There is always an alternative to the faith we lose.
Or is it the same faith under another mask?
~ Graham Greene
Graham Greene's Catholicism was deeply felt, despite his well known reputation for womanising never one to deny his many flaws, and weaknesses possibly evidencing the feelings of many Catholics choosing to confess our many inadequacies in the face of temptation.
Evangelical Christians often reference the term, being born again evidencing their new found faith in God. For most of us our faith in God is lived afresh daily not as an event, but as a process of enlightenment taking us our life time to reveal the best in us dispensing with our past indiscretions. We learn through our daily experiences that our many failings teach us that there is a better way to live our life, inspired by the presence of a faint whisper from within our thoughts asking us to follow its guidance.

**Material supplied**:
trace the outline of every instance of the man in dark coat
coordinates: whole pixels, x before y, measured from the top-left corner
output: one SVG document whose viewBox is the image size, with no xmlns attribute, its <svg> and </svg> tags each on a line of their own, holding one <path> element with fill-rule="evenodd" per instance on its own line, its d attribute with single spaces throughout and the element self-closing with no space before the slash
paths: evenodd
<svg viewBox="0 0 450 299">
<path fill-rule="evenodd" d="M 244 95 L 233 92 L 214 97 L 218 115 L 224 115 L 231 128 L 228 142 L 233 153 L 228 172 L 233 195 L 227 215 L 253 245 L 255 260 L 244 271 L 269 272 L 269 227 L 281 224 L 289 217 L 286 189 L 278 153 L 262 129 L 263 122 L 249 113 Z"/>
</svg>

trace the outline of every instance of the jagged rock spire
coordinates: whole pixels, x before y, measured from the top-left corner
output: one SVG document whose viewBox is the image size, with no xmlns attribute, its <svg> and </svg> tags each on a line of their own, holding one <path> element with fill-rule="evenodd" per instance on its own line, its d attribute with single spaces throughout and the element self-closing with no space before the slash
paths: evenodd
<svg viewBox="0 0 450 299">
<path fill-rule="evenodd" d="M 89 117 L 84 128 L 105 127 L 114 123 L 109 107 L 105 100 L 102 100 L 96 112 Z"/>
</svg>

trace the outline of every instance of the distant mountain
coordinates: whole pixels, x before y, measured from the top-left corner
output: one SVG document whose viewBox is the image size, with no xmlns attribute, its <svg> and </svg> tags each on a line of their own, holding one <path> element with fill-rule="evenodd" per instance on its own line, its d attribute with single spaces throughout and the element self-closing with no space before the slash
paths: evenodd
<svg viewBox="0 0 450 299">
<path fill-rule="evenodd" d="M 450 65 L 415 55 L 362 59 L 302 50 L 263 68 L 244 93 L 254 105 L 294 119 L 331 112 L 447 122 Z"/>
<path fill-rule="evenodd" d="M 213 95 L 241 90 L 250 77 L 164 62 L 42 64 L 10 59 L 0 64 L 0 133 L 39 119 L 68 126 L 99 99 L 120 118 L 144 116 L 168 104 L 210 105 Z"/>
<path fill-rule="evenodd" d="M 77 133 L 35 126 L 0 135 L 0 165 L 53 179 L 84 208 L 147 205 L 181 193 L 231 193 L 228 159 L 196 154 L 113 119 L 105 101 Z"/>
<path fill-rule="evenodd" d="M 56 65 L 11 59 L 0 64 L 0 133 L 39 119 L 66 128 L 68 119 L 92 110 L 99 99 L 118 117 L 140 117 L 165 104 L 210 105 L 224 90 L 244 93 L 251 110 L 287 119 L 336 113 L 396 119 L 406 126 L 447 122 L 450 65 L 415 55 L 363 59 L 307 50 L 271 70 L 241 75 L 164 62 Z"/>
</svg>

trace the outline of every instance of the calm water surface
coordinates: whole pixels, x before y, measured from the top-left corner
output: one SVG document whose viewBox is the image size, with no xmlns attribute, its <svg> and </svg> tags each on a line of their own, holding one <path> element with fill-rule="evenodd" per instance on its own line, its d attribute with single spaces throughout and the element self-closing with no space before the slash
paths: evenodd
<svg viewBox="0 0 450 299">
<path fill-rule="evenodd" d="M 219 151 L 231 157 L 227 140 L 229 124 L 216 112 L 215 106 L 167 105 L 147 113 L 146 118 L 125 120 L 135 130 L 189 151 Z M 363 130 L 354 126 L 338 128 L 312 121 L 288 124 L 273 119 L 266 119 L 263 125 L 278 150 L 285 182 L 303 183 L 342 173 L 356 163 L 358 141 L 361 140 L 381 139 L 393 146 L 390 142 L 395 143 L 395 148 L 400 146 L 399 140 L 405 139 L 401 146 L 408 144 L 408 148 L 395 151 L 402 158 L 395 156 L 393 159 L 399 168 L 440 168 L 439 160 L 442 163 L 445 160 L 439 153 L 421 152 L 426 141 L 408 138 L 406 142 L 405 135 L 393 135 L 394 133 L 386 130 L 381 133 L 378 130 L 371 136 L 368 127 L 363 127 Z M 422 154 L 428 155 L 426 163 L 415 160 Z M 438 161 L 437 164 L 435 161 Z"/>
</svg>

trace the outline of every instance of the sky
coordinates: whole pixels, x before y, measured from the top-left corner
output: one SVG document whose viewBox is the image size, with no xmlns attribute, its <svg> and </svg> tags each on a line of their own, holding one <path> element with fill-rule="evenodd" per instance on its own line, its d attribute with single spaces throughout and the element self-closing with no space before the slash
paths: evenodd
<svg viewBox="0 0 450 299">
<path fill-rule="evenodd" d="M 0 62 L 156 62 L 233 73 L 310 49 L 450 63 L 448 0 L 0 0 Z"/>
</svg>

**The request**:
Can you repeat the reflection on faith that opens with the Graham Greene quotation, word for word from its first line to its last?

**The answer**:
There is always an alternative to the faith we lose.
Or is it the same faith under another mask?
~ Graham Greene
Graham Greene's Catholicism was deeply felt, despite his well known reputation for womanising never one to deny his many flaws, and weaknesses possibly evidencing the feelings of many Catholics choosing to confess our many inadequacies in the face of temptation.
Evangelical Christians often reference the term, being born again evidencing their new found faith in God. For most of us our faith in God is lived afresh daily not as an event, but as a process of enlightenment taking us our life time to reveal the best in us dispensing with our past indiscretions. We learn through our daily experiences that our many failings teach us that there is a better way to live our life, inspired by the presence of a faint whisper from within our thoughts asking us to follow its guidance.